(Contour labeling items)
== == ==

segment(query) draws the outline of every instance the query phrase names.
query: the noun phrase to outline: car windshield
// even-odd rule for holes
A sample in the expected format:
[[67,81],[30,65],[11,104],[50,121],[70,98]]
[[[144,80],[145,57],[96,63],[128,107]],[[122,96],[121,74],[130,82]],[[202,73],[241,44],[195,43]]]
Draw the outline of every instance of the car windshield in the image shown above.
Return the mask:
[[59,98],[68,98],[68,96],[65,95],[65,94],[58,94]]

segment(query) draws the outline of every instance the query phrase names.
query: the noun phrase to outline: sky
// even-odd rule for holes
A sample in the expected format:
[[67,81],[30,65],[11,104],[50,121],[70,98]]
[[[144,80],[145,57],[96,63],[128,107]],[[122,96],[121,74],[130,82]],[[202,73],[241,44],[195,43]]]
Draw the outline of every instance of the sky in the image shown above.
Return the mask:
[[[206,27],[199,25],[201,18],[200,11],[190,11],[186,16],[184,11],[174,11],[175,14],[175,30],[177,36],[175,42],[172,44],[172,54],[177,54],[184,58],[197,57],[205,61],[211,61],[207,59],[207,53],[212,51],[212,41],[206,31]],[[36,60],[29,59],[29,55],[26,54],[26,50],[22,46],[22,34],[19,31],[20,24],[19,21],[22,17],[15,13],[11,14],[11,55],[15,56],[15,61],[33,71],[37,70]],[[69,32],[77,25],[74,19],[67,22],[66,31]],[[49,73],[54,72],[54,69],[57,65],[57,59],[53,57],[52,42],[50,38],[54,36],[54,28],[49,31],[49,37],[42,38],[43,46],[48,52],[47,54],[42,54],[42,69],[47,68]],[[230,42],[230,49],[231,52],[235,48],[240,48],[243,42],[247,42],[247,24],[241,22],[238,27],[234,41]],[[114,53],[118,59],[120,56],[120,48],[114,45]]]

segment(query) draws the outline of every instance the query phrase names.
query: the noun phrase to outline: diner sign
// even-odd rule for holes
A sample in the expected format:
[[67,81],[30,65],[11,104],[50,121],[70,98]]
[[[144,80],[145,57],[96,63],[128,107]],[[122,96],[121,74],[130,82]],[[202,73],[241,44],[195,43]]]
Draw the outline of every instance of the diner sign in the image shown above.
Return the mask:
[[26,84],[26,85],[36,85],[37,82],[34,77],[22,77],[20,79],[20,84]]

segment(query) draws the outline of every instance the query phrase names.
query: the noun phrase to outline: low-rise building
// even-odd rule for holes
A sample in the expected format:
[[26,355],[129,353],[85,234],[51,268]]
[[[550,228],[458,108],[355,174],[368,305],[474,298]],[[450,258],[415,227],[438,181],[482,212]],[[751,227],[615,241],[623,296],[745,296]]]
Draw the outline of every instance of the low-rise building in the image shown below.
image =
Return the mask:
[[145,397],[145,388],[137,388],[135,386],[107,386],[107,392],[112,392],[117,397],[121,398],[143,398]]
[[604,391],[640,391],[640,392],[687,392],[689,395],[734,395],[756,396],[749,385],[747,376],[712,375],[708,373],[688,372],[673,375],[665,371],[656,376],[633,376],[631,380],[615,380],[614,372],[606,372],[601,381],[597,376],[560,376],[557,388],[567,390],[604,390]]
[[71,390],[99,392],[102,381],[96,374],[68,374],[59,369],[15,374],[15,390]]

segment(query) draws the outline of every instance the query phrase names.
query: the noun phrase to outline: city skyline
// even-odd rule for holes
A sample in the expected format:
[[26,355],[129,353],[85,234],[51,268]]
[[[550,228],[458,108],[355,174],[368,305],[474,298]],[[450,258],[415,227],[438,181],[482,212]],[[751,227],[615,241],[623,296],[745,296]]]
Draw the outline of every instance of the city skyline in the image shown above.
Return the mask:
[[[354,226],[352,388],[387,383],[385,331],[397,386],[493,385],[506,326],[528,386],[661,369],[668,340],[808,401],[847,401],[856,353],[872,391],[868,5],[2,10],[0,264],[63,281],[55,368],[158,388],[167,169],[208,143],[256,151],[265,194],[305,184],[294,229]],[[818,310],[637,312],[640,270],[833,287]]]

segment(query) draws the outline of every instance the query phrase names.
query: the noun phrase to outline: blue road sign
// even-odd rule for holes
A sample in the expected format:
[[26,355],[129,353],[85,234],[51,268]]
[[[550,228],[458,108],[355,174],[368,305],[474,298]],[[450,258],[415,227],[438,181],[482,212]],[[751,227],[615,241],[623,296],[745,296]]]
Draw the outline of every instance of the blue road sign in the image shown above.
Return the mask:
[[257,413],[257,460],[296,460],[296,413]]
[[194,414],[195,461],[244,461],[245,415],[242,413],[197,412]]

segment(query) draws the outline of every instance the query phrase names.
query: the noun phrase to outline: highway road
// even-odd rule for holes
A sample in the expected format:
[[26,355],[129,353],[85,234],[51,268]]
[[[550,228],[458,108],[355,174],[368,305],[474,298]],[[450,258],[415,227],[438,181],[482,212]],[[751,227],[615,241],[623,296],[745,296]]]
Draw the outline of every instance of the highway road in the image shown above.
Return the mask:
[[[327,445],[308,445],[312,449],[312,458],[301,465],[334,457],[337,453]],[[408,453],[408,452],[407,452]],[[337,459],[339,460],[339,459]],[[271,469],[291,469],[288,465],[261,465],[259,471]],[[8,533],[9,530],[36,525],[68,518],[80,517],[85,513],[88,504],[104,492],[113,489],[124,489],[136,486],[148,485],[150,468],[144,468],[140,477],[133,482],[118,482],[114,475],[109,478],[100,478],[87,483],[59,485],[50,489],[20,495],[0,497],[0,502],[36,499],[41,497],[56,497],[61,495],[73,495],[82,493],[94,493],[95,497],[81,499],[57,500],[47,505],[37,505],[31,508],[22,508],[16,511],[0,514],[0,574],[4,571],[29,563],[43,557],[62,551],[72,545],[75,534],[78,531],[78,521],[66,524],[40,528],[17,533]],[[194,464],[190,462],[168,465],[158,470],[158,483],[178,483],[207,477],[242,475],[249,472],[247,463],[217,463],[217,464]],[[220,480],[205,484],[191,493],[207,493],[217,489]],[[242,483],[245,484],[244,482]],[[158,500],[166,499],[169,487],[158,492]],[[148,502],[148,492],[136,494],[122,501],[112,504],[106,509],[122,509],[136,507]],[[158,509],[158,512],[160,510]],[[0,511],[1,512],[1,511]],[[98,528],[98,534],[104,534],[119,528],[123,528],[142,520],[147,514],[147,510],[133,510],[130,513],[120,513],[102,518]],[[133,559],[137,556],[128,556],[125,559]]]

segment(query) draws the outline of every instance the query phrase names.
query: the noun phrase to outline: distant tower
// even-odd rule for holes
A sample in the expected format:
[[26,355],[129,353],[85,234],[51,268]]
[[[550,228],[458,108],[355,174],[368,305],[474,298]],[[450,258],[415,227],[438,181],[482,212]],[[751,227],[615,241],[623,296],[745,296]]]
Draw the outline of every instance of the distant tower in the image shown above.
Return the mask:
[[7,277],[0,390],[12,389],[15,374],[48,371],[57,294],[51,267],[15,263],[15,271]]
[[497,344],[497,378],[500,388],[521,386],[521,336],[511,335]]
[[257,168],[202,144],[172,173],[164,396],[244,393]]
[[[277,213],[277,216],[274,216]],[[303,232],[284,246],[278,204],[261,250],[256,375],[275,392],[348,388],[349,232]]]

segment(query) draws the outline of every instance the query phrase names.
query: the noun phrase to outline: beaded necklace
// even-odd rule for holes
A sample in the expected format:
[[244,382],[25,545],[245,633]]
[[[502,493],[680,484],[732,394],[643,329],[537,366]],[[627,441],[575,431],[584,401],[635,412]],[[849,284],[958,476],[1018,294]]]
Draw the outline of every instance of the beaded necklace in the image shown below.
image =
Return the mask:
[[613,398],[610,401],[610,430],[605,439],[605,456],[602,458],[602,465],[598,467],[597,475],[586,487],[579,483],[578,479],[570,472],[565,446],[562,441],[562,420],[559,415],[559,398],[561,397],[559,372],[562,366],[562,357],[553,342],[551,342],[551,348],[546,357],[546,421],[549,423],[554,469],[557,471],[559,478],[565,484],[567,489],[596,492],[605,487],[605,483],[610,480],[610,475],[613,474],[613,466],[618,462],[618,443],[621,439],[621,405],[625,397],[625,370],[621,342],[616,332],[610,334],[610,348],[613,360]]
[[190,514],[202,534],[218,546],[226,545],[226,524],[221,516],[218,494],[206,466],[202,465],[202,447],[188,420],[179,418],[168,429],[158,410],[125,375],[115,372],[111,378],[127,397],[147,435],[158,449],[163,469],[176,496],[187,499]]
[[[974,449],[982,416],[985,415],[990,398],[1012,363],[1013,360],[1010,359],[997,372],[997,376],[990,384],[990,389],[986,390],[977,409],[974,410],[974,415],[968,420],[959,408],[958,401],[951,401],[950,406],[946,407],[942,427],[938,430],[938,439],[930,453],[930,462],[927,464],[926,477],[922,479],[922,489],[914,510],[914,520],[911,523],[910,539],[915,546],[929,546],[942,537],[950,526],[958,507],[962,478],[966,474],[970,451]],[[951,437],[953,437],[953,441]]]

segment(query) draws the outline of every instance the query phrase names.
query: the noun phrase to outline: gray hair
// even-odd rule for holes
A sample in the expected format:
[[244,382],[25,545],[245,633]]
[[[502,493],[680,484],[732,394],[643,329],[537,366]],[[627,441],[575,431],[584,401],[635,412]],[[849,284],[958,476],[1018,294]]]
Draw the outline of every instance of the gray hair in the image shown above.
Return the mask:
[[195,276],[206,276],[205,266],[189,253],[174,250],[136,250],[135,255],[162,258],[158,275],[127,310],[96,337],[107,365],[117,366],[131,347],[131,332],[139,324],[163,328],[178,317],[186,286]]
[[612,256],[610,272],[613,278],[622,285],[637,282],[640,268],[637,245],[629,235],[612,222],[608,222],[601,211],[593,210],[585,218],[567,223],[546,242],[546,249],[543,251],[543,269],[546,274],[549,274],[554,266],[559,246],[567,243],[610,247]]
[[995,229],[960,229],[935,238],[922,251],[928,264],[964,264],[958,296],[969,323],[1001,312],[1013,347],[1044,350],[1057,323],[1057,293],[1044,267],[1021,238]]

== == ==

WHAT THIS TASK INVOLVES:
Return every line of the items above that contains the string "skyline", matching case exactly.

COMPLETE ANSWER:
query: the noun phrase to outline: city skyline
Draw the outline of every instance of the city skyline in the image shown above.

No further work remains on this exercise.